----- Alıntı metin

Meyve yiyeceksen iyisini bulup yiyeceksin!

Aydan ÜSTKANAT

İyi ve kaliteli meyveye ulaşmak isteyenler artık semt pazarına değil, bilgisayar başına geçiyor? Artık market alışverişi, birinci el çiftiden yapılmaya başlandı. İnternet üzerinden hizmet veren, çiftçi ve tüketici ilişkisine iyi bir örnek: Turuncubağ! Burası Finike’de bir meyve bahçesi. Başta Finike portakalı olmak üzere, limon, kumkuat, şadok, greyfurt, kanportakalı gibi narenciye, nar ve avokado meyvelerini yetiştiriyorlar.

Elma yeme, armut yeme, onu yeme, bunu yeme! Bu iş “yeme” demekle olmuyor. Genlerimize işlemiş ekmekten, börekten, meyveden vazgeçemiyoruz. Öyleyse ne yapmalıyız? En iyi malzemeyi bulmalıyız. Misal, ben portakal yemem. Çünkü midemi alt üst ediyor, daha doğrusu öyle sanıyordum. Kısa bir süre önce her portakalın bunu yapmadığını fark ettim. Asit dengesi doğru, lezzeti ekşi olmayan, ilaçsız portakallarda bu sorunu yaşamadığımı gördüm. Maalesef iyi meyvelere ulaşmak da eskisi gibi kolay değil. Tüketici olarak nitelikli gıda konusunda hepimiz sıkı bir mücadele içindeyiz.

----------

Yapılacaklar:
[1] Meyve yazısına göre Turuncubağ nerede bulunan bir meyve bahçesidir?
[2] Meyve yazısında "Meyve yiyeceksen iyisini" ifadesiyle "avokado meyvelerini yetiştiriyorlar." ifadesi arasındaki bölümü, bu iki ifade de dahil olmak üzere hiç değiştirmeden aktarın.

----- Malzeme

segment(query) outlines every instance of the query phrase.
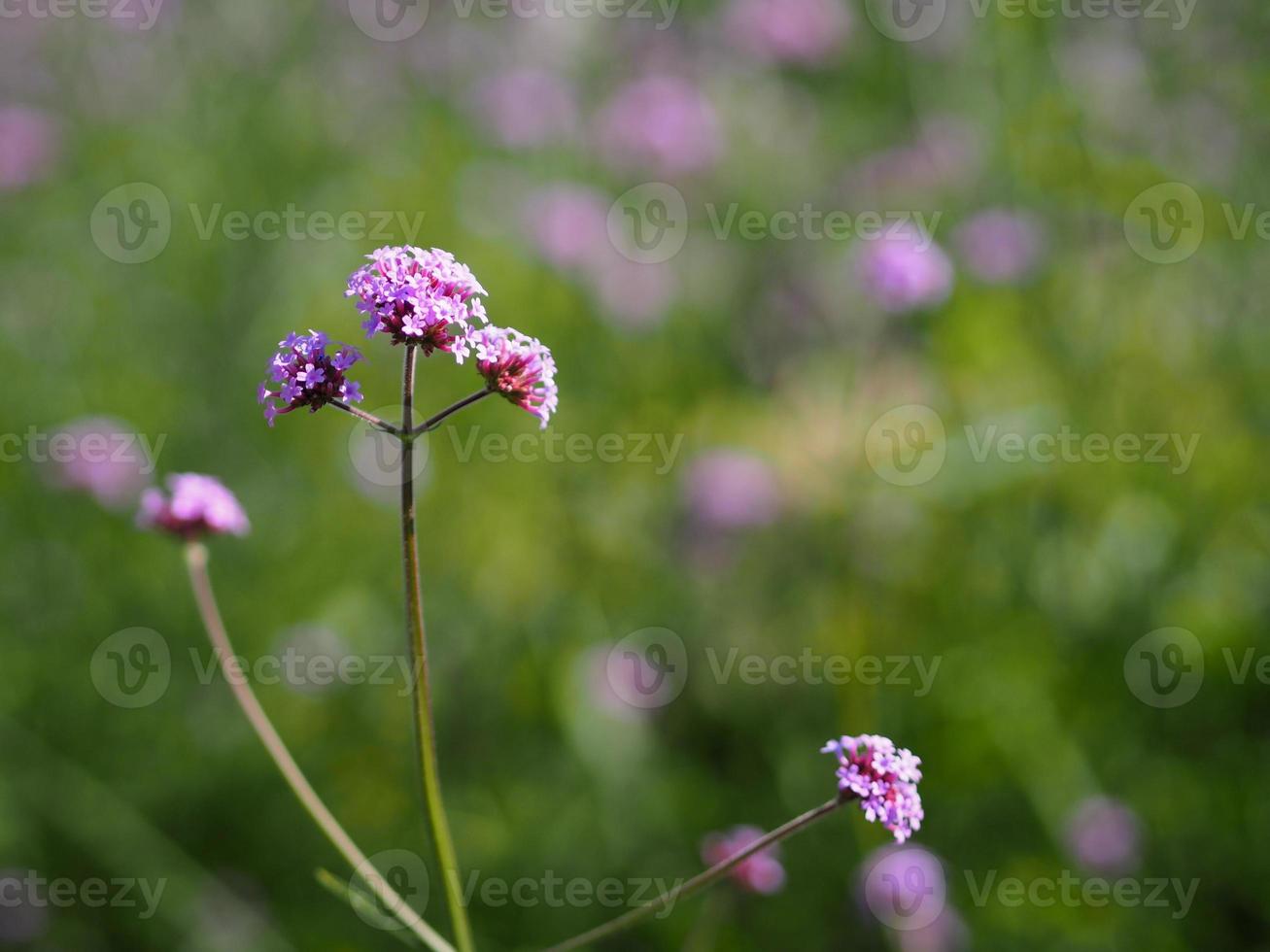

----------

Yanıtlar:
[1] Turuncubağ, Finike'de bir meyve bahçesidir.

[2]
Meyve yiyeceksen iyisini bulup yiyeceksin!

Aydan ÜSTKANAT

İyi ve kaliteli meyveye ulaşmak isteyenler artık semt pazarına değil, bilgisayar başına geçiyor? Artık market alışverişi, birinci el çiftiden yapılmaya başlandı. İnternet üzerinden hizmet veren, çiftçi ve tüketici ilişkisine iyi bir örnek: Turuncubağ! Burası Finike’de bir meyve bahçesi. Başta Finike portakalı olmak üzere, limon, kumkuat, şadok, greyfurt, kanportakalı gibi narenciye, nar ve avokado meyvelerini yetiştiriyorlar.